-- Passage --
::::::::::

The landscape of the Costa Blanca is characterised by a gentle coastline overlooked by mountains that can reach 1,500 metres in height only a short way from the coast, such as Aitana and Puig Campana, making Alicante the second most mountainous province in Spain.

The province has many natural parks, including coastal mountain ranges (the Serra Gelada in Benidorm, the Peñón de Ifach in Calpe and El Montgó in Denia), inland mountain ranges (the Mariola and La Font Roja Sierras in Alcoy), as well as wetlands of exceptional ecological value (the Salinas de Santa Pola saltings, the Lagunas de Torrevieja-La Mata, the El Hondo wetlands in Elche and the Marjal marsh in Pego-Oliva).

1986 saw the creation of the Isla de Tabarca Marine Reserve. The island lies off Santa Pola and the surrounding seabed is exceptionally rich in both flora and fauna. The Cabo de San Antonio, a headland with fantastic views between Jávea and Denia, is another of the Costa Blanca’s Marine Reserves and especially recommendable for lovers of scuba diving.

Some of the most spectacular geological formations are the caves, such as Canelobre in Busot, La Cueva de las Calaveras in Benidoleig and La Cova del Rull in La Vall de Ebo. Other especially interesting natural areas include Las Fuentes del Algar, an extraordinary collection of waterfalls, springs and sources in Callosa d’En Sarrià.

::::::::::

-- Tasks to perform --
(a) Which wetlands does the Costa Blanca passage name as being of exceptional ecological value?
(b) Gather every line of the rows that contains the word "image", matching case exactly.

[Region annotation rows]
::::::::::

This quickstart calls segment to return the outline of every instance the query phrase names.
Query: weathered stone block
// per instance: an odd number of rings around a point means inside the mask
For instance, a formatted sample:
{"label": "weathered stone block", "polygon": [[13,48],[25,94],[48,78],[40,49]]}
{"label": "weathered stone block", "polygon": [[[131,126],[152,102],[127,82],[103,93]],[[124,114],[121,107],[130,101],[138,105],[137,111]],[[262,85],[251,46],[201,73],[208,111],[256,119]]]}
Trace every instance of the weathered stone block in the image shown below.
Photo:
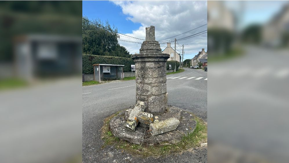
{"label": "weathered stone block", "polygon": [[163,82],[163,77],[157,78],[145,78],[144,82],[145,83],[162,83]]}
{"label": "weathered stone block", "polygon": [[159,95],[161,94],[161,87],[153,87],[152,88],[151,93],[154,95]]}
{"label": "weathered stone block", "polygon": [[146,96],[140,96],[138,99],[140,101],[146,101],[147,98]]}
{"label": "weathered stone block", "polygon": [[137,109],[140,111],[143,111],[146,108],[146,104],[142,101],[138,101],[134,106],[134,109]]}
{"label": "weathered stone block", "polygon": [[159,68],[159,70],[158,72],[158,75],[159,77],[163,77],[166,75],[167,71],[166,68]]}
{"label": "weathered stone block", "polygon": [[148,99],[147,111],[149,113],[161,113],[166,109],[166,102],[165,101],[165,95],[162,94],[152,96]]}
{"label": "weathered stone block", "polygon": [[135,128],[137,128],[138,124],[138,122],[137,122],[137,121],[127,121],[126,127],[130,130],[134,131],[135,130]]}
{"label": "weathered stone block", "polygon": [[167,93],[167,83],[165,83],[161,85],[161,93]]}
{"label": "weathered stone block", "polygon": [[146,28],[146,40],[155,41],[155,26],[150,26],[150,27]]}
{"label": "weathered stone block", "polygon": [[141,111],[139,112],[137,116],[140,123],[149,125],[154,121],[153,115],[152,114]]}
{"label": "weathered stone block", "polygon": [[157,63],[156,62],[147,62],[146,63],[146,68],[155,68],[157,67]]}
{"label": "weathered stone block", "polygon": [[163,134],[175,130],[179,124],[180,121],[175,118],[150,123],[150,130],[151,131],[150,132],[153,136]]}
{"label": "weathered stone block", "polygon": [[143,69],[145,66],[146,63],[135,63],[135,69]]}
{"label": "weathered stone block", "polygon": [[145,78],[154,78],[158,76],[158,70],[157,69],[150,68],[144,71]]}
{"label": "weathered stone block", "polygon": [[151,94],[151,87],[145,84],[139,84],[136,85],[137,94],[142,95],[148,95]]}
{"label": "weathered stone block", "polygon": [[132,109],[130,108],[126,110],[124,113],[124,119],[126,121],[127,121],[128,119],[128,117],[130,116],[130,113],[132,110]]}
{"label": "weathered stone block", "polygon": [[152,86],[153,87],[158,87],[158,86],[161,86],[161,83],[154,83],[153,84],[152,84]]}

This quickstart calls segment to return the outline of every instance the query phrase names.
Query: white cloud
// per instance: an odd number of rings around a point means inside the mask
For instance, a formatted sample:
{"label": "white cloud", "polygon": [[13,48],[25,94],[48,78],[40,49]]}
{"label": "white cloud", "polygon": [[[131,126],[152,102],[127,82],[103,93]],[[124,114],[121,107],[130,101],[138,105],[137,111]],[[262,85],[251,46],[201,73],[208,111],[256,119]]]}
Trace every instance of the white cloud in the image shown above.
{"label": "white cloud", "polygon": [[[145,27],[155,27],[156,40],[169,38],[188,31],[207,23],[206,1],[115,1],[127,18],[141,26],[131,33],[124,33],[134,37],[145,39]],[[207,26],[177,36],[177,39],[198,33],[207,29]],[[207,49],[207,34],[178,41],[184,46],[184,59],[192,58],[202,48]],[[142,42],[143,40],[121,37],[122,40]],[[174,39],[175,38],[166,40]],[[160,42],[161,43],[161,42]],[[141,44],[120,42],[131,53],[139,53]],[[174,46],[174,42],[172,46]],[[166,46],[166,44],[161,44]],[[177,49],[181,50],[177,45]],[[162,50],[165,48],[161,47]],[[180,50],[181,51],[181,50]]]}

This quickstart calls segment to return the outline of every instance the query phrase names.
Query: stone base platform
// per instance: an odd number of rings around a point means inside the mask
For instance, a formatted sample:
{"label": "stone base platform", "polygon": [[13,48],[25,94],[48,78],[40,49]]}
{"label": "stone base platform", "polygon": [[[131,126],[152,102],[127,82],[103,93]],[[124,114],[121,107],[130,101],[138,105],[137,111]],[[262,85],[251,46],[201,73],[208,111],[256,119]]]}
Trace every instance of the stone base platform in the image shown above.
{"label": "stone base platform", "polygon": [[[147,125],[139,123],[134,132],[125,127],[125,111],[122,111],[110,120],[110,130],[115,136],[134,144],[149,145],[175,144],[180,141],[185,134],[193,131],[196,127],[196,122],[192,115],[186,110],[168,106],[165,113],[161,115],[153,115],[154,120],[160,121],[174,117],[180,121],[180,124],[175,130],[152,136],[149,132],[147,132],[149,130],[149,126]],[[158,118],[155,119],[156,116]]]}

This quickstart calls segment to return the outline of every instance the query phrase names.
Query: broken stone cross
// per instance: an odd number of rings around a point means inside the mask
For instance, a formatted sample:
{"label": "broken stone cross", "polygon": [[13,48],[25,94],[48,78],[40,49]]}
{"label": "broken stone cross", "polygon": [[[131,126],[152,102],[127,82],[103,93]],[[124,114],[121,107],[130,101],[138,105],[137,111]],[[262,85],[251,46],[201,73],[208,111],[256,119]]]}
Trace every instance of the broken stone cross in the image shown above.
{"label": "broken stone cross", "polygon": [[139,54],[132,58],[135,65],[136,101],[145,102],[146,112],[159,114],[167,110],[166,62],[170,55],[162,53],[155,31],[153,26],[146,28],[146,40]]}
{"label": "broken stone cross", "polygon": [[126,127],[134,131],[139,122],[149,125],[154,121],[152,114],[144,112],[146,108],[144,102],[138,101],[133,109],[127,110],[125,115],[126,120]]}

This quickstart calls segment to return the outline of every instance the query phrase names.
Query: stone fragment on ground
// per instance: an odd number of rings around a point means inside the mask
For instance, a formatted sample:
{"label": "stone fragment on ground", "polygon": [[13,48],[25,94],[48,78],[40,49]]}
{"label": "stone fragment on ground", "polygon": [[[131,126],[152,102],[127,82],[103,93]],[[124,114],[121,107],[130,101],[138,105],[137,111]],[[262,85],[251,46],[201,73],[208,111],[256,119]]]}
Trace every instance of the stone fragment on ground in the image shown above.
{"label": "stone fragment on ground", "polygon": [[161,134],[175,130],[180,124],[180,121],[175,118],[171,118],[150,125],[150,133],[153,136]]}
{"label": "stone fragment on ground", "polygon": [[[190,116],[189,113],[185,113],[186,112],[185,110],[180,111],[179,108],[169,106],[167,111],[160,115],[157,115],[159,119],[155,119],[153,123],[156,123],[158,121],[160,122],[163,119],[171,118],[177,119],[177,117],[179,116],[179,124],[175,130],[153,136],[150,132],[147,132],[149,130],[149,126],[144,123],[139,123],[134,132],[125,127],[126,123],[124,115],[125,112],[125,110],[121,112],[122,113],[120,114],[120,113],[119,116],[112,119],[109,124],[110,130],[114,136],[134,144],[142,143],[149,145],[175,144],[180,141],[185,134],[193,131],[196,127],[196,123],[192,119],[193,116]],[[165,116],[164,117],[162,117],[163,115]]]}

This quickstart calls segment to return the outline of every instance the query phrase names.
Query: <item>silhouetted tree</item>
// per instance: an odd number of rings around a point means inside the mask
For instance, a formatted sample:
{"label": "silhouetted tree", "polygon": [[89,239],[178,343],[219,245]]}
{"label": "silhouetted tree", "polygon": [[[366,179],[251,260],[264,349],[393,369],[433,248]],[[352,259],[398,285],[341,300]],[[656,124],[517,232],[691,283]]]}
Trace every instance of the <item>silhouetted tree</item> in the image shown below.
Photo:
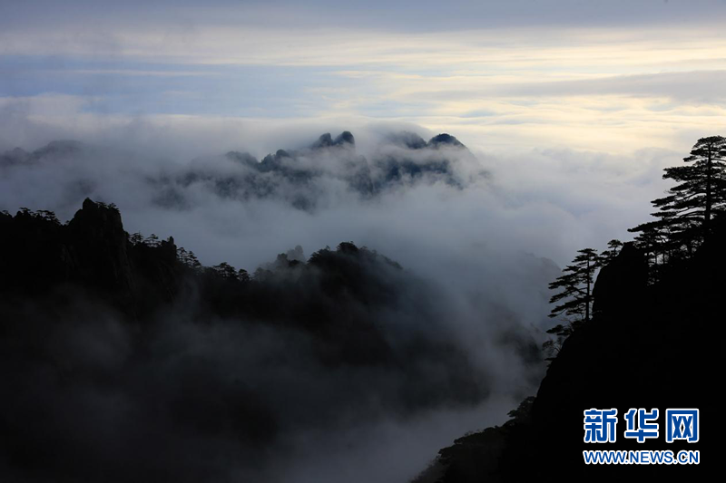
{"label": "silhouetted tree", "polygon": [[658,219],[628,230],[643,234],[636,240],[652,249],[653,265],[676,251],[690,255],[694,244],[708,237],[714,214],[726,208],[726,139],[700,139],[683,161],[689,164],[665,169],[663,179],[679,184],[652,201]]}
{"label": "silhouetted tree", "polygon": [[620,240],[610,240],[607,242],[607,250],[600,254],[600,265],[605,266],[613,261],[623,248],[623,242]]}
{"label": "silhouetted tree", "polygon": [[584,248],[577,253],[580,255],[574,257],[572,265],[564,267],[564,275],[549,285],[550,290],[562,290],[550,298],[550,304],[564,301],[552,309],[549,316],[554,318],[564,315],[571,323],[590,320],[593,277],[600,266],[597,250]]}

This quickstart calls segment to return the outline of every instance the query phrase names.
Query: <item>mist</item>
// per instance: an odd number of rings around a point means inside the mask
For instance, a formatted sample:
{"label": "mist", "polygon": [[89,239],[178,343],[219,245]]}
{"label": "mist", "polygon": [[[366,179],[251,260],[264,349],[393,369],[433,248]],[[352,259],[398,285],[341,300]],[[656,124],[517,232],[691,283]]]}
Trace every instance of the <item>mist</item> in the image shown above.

::::::::::

-- Responses to the tasks --
(a)
- the Salinas de Santa Pola saltings
- the Lagunas de Torrevieja-La Mata
- the El Hondo wetlands in Elche
- the Marjal marsh in Pego-Oliva

(b)
Trace every instance of the weathered stone block in the image shown below.
Trace every instance of the white cloud in the image shown above.
Trace every instance of the stone base platform in the image shown above.
Trace every instance of the broken stone cross in the image shown above.
Trace every instance of the stone fragment on ground in the image shown above.
Trace every instance of the <item>silhouetted tree</item> in the image shown below.
Trace every instance of the <item>mist</item> in the image shown above.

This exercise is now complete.